#### EXERCISE DETAILS:
Leave out the pictures and repeat the rest of the material exactly.
>> begin DATA
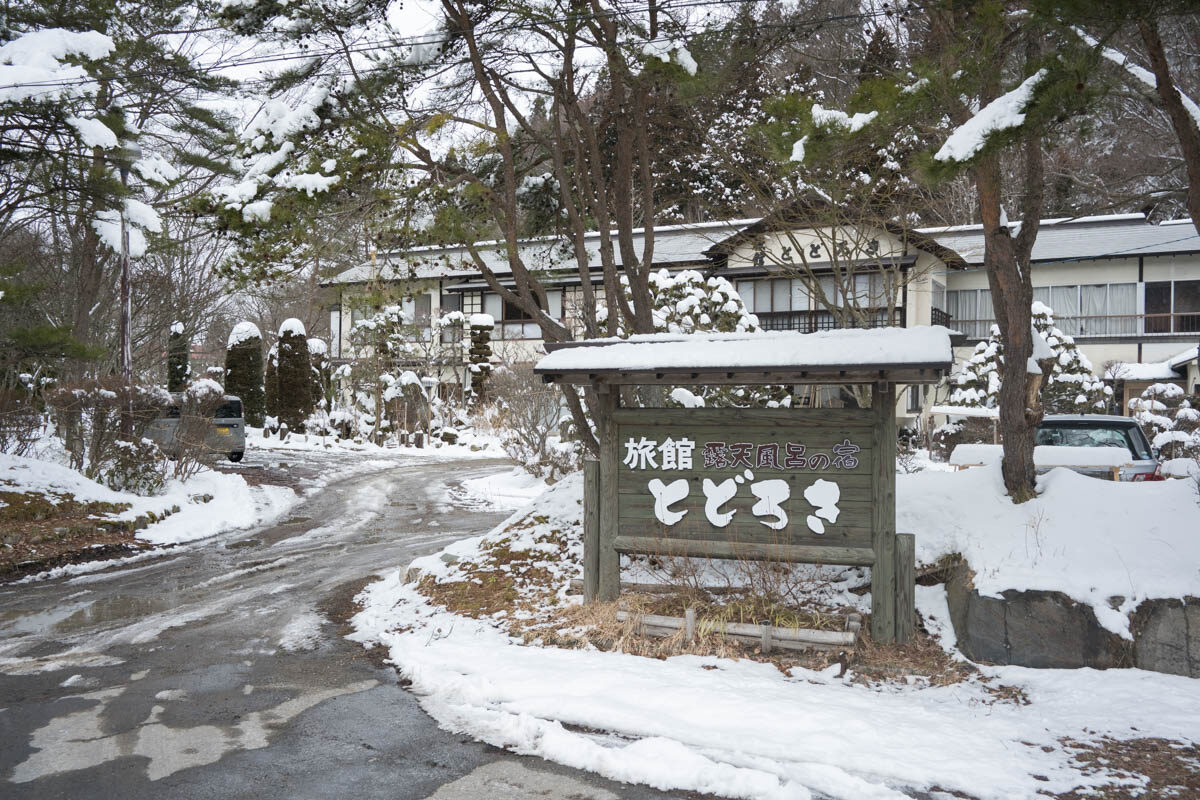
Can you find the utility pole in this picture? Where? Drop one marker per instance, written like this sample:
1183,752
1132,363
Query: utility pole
129,154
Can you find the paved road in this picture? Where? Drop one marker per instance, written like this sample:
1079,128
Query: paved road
220,671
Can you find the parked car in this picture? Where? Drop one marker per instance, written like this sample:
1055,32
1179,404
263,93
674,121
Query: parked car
226,434
1102,431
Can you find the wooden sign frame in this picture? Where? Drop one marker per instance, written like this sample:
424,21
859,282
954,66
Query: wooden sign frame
618,519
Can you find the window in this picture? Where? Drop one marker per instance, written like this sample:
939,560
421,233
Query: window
916,397
423,308
472,302
1187,306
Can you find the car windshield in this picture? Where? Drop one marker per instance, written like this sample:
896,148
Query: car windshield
229,410
1093,434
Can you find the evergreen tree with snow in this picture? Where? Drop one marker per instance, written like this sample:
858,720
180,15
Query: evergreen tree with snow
178,368
318,355
1069,385
977,383
294,376
271,389
1170,419
244,371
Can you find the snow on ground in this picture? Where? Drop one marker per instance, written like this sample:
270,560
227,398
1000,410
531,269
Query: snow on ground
1089,539
501,492
747,729
473,446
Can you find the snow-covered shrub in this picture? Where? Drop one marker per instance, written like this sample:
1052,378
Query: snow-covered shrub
1069,385
21,422
528,414
197,405
137,467
88,419
244,371
294,376
1170,419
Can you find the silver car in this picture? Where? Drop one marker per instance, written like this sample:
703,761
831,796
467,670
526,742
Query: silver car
>> end DATA
#### COMPLETED TASK:
Can you find the utility pole in this picture? Where? Drop one marker per instance, written like this sample:
1183,752
1132,363
Query: utility pole
129,154
Can you find the paved road in this picture? Where? Drop one marker per instance, written like this sample:
1079,128
Query: paved road
220,671
Can you find the parked car in this picture? Where? Drop one marker per instance, written like this sample:
1055,32
1179,404
263,93
674,121
Query: parked car
226,434
1102,431
Can you find the wooden sign frame in this picture? Where? Drop one marker per instance, written like this sample:
424,21
859,282
954,66
Query: wooden sign frame
618,519
Can you find the window in this picture? Where? Drop one marker per instance, written like this sample:
939,560
421,233
Query: window
916,397
423,308
472,302
1187,306
Can you find the car windshield in this picture? Where? Drop one marker per instance, written like this sample:
896,148
Query: car windshield
229,410
1093,434
Can you find the evergreen tree with snow in this picture? Where? Drop one marker per instance, written like this sample:
858,720
180,15
Query: evergreen tree with snow
178,368
318,355
1069,385
977,383
294,376
271,389
1170,419
244,371
Can you find the snow on ground in this picture? Where? Drop one marker per instance, written like this sample:
270,560
227,398
1000,410
531,269
Query: snow on ground
1089,539
501,492
747,729
473,446
Can you find the snow-covered shrub in this picture? Where? Drop one marker per instance, written like this sample:
1052,378
Query: snow-covered shrub
1069,385
21,422
528,414
197,405
137,467
88,419
244,371
294,376
1170,419
Can you find the silver car in this picture? Where? Drop one marker per instance, written like this sample:
703,761
831,796
467,670
526,742
Query: silver car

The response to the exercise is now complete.